Assignment:
Could you write out exactly, and only, the lines from the one containing "Could you point out the white wall" through the last line of the data, leaving out all pictures?

Data records:
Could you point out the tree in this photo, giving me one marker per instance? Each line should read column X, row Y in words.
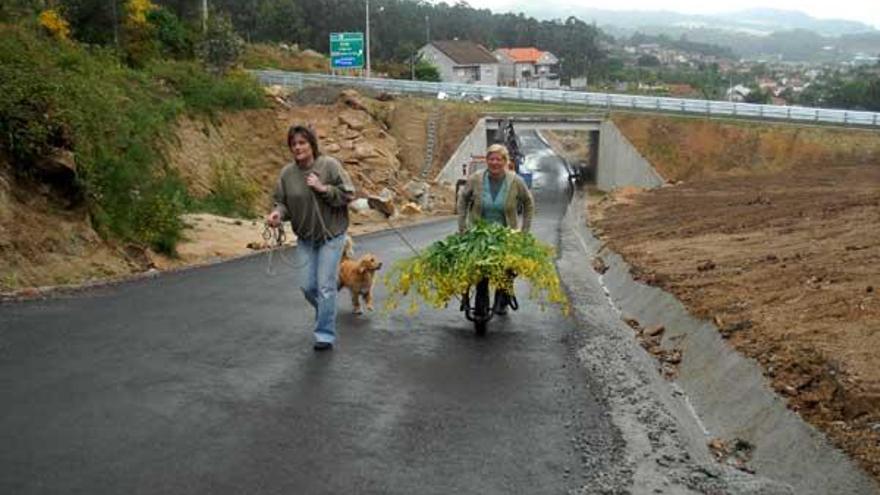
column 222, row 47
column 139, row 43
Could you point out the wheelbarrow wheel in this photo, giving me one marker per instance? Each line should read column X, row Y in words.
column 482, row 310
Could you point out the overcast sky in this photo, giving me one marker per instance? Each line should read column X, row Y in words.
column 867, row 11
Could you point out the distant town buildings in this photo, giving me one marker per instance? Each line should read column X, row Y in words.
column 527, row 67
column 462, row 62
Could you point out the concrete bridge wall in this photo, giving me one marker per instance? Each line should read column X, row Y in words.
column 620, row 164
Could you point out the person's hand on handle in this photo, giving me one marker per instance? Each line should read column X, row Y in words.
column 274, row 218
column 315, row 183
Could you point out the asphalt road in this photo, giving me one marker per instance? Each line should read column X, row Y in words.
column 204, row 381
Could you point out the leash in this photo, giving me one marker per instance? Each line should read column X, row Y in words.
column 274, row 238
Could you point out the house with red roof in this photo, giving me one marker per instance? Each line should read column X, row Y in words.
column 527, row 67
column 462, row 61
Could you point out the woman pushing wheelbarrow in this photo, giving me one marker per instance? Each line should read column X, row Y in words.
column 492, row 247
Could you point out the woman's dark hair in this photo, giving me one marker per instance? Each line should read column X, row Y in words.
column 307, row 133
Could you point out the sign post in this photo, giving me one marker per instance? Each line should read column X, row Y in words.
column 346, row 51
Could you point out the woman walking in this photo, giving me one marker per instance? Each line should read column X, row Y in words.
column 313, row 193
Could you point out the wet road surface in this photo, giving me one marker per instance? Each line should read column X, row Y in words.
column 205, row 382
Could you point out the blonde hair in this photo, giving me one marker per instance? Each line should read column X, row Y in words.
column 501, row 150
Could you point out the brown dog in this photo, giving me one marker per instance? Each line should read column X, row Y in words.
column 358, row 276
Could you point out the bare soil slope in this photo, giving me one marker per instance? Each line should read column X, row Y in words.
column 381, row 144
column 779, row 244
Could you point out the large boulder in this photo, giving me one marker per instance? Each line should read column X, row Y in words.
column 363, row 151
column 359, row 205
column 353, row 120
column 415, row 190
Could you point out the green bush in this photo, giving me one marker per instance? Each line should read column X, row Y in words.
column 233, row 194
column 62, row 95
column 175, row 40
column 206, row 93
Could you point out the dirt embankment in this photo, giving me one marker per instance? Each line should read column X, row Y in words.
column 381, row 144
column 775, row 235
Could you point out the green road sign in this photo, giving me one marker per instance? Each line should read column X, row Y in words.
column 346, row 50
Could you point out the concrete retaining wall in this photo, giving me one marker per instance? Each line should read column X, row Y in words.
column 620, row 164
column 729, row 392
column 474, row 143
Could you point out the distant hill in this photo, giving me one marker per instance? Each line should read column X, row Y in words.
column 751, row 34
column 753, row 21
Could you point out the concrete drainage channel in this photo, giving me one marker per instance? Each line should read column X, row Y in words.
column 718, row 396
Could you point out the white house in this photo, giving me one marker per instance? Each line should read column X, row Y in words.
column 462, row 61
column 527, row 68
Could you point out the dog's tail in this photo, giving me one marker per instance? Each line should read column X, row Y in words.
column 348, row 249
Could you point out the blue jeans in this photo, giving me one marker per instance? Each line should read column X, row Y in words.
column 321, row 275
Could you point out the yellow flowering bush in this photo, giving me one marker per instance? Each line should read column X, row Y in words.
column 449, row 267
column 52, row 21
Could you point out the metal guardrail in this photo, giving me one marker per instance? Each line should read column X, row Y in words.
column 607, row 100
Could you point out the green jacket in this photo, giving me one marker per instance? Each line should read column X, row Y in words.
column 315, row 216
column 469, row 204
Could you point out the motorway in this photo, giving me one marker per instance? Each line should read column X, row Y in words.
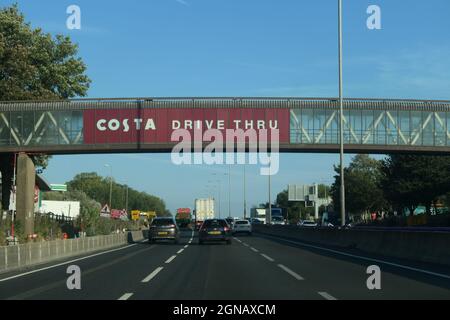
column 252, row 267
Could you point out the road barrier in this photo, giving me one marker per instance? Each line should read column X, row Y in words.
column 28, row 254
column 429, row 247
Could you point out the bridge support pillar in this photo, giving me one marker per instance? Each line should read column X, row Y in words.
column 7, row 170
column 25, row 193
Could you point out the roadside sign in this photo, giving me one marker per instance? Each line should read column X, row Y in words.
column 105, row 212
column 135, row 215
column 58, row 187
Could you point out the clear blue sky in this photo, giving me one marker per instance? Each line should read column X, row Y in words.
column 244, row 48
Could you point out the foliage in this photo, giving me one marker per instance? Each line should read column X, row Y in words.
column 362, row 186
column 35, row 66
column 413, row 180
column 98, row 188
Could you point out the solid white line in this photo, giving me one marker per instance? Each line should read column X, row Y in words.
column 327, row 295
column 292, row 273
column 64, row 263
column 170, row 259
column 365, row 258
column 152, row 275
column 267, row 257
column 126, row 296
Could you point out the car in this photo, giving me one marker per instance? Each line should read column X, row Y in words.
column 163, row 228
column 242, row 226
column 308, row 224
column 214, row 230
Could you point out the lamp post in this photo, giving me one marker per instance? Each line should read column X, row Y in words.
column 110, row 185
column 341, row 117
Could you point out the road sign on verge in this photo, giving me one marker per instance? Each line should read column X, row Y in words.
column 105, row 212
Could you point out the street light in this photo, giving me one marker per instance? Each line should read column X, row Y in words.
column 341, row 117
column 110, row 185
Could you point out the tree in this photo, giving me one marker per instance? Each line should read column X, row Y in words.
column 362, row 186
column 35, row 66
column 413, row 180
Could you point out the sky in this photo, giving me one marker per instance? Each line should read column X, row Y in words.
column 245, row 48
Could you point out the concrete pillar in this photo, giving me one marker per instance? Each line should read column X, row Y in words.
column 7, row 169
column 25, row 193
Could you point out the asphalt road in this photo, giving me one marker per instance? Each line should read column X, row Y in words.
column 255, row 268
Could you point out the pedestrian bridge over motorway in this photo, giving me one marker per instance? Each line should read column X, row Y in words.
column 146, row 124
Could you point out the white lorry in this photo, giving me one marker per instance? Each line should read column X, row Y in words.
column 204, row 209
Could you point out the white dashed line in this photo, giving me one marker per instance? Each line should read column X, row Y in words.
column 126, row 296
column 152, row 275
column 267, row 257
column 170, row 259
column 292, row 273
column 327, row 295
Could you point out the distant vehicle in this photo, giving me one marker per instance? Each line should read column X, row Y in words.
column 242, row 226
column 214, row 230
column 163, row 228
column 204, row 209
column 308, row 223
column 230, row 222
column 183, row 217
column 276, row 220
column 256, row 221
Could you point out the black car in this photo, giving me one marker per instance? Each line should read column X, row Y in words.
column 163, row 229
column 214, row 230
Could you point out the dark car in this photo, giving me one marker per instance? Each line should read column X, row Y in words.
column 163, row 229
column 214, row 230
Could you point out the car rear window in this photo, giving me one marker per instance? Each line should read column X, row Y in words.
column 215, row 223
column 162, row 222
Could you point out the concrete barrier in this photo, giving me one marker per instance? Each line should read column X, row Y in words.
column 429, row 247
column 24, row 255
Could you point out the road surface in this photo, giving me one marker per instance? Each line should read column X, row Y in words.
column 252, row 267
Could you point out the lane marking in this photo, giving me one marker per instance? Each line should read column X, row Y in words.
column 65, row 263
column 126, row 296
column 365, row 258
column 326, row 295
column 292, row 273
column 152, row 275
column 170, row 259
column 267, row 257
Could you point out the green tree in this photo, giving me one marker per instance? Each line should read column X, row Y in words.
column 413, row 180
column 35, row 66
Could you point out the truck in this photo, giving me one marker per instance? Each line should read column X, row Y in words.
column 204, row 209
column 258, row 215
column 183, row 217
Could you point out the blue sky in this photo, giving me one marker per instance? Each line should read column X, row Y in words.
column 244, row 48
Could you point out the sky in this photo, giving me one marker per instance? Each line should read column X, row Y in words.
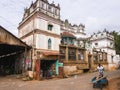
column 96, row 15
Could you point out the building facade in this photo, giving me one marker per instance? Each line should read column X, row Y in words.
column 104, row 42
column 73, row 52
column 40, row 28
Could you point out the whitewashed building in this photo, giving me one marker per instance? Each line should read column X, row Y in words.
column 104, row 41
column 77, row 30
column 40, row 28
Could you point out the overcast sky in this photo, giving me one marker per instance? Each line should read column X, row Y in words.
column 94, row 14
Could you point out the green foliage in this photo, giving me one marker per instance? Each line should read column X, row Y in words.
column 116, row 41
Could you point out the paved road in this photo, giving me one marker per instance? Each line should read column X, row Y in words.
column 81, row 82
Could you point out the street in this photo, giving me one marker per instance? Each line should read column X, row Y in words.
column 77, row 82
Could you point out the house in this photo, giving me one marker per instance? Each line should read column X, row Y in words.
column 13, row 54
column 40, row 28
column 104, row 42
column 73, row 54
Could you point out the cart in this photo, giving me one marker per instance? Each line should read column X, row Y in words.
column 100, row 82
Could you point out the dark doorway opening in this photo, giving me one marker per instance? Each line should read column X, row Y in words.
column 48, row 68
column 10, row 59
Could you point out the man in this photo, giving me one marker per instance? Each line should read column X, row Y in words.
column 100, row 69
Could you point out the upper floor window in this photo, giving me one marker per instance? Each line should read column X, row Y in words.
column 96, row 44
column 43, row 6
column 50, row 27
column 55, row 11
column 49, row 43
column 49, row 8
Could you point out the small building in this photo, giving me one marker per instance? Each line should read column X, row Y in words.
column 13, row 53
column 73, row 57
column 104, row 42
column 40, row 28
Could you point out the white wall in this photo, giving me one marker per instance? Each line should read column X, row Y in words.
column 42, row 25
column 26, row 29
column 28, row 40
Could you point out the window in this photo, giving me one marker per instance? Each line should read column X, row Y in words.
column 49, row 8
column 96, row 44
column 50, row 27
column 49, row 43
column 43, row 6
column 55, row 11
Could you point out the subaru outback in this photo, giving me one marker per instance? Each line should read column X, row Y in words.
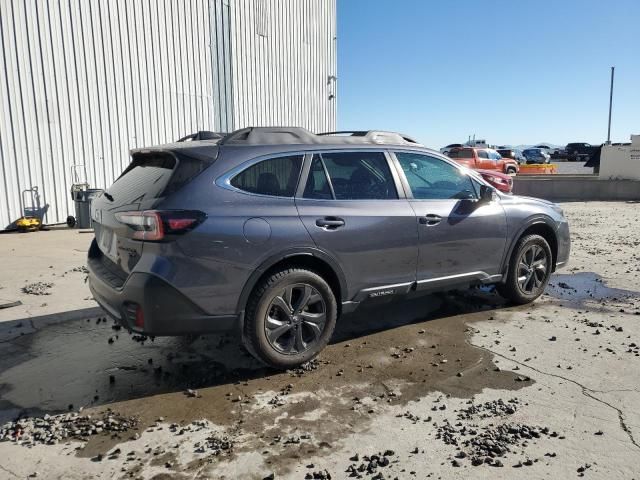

Final answer:
Could you point out the white wall in this photo, giving me one marker per instance? Each line should read column X, row Y in words.
column 42, row 25
column 26, row 29
column 28, row 40
Could you point out the window in this photo, giving me one marker per instance? Each line should read column X, row Y in words.
column 49, row 8
column 96, row 44
column 50, row 27
column 49, row 43
column 43, row 6
column 55, row 11
Could you point out the subaru outback in this photo, giving me one marker per instance? Each line should read column X, row Y in words.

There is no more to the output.